··· SELECTED TEXT ···

Trailing closely behind Afghanistan was coverage of the 2010 off-year elections, (7%), which given its strong political orientation, was the top story in cable (13% of the newshole). The major event was the announcement by Evan Bayh, the moderate Democratic Senator from Indiana, that he would not seek re-election.

The fifth-biggest story (also 7%) was the revenge suicide plane attack on a Texas building housing Internal Revenue Service offices that left two dead. The event—which sparked a debate over whether it could accurately be labeled terrorism—was the week’s top story, at 16% of the newshole, in the period from February 18 (when it occurred) through February 21. 

One story that just missed the top-five list (5%) was carried on live television during the late morning—Tiger Wood’s much anticipated February 19 mea culpa in the wake of infidelity allegations that surfaced after his Thanksgiving holiday car accident. The statement generated a torrent of widely mixed reviews about both its effectiveness and authenticity.

The Debate over the Stimulus

Last week, the economy was the top story in two of the five main media sectors—newspapers (18%) and radio (18%). Two storylines accounted for about half the coverage, a debate about the merits of the year-old stimulus package as well as the President’s creation of a bipartisan deficit commission.

A story posted on the FoxNews site on February 17 laid out the parameters of the stimulus argument.

“While the Obama administration and congressional Democrats are out in force this week touting the success of the $787 billion economic stimulus package, signed exactly one year ago, critics are pointing to a still-dismal jobs picture and deflating public confidence as signs that the ballyhooed benefits of the stimulus bill, as one GOP leader put it, were a ‘fiction.’”

··· DATA UNDER STUDY ···

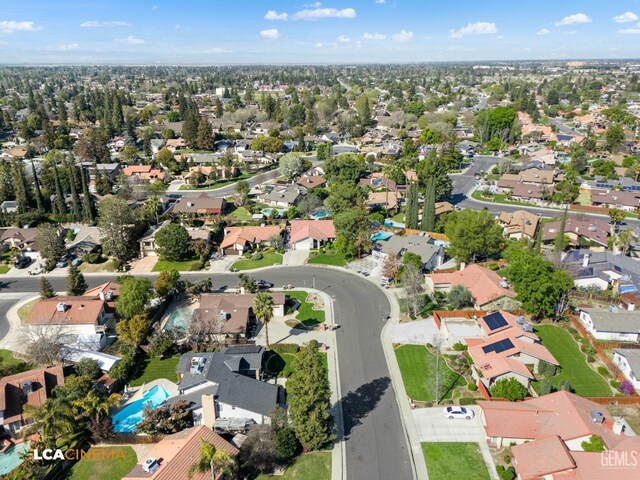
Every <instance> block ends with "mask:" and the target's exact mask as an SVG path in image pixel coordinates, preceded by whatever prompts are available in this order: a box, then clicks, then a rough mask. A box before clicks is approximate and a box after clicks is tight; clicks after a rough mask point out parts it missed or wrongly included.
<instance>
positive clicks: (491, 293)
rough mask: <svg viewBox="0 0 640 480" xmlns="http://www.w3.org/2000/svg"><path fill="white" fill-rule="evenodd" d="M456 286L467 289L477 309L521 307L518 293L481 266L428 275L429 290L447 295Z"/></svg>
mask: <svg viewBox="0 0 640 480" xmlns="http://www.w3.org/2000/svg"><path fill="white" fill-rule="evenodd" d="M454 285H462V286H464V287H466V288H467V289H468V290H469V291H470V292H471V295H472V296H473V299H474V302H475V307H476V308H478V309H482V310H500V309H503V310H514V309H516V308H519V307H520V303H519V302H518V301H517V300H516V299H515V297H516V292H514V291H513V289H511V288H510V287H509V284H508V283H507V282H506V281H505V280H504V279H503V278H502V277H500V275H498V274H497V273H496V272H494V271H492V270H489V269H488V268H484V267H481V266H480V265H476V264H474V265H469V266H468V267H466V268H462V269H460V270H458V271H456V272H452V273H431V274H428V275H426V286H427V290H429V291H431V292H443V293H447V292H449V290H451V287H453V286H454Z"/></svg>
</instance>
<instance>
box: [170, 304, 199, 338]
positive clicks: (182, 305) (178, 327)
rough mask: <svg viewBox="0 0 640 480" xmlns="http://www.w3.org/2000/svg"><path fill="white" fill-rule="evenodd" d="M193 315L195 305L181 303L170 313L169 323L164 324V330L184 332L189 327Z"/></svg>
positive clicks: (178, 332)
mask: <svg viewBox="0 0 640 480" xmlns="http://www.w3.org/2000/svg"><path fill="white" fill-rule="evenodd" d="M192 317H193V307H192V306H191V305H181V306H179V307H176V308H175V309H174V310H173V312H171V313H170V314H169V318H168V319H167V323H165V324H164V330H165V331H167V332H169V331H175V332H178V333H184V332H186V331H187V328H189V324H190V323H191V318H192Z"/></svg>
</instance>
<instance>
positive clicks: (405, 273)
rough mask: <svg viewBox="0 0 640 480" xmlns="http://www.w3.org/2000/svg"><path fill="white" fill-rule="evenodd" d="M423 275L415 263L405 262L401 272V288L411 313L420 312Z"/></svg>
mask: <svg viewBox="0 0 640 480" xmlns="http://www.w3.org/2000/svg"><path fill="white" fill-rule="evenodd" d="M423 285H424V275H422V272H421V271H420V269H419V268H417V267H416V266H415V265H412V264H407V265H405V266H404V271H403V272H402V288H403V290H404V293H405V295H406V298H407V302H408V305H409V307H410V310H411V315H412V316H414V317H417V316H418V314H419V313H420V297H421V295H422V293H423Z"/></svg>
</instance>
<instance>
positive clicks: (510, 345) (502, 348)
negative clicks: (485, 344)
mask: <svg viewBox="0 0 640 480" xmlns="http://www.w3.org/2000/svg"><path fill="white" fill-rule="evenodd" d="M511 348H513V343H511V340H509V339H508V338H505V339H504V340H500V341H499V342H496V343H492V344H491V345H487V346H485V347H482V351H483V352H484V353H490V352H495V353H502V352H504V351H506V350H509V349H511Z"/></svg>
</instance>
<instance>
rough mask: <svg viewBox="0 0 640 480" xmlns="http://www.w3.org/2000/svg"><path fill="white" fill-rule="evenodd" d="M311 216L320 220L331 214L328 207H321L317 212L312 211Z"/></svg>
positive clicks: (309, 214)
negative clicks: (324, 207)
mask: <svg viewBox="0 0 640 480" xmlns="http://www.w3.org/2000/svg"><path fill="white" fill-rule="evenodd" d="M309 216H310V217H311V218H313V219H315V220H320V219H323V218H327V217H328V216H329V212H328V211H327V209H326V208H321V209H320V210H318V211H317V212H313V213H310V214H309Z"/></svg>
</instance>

···

* _EXERCISE 1_: Can you rewrite the news coverage report from "The fifth-biggest story" up to and including "through February 21.", putting "IRS" in place of "Internal Revenue Service"?
* _EXERCISE 2_: How would the news coverage report continue after its last sentence? Write the next part.
These items have no connection to the news coverage report.

* _TASK RESULT 1_:
The fifth-biggest story (also 7%) was the revenge suicide plane attack on a Texas building housing IRS offices that left two dead. The event—which sparked a debate over whether it could accurately be labeled terrorism—was the week’s top story, at 16% of the newshole, in the period from February 18 (when it occurred) through February 21.

* _TASK RESULT 2_:
“President Obama and Vice President Biden argued Wednesday that the stimulus has saved or created 2 million jobs. Republican National Committee Chairman Michael Steele called that estimate ‘nonsense.’” 

Other media accounts indicated a more complicated picture. A report on NPR’s Morning Edition noted that “the White House and independent economists say the $787 billion stimulus program has helped to cushion the impact of the recession and boosted the nation’s payrolls by as many as two million workers. But that wasn’t enough to keep the unemployment rate from climbing above ten percent,” leading to “widespread skepticism” among the public.

ABC News, for its part, asked a panel of economists to grade the stimulus package and came up with an average mark of B minus. “Most of our panelists think the economy would be worse today without the big aid package,” the report added.

Olympic Success but Not Saturation

Coverage of the first full week of the Vancouver Olympics moved up to 8% from 5% the previous week. But it hasn’t proved as newsworthy as the most recent summer games, which were marked by U.S. swimmer Michael Phelps’ harvest of eight gold medals. At the same point in the 2008 competition from Beijing, the Olympics accounted for 14% of that week’s coverage.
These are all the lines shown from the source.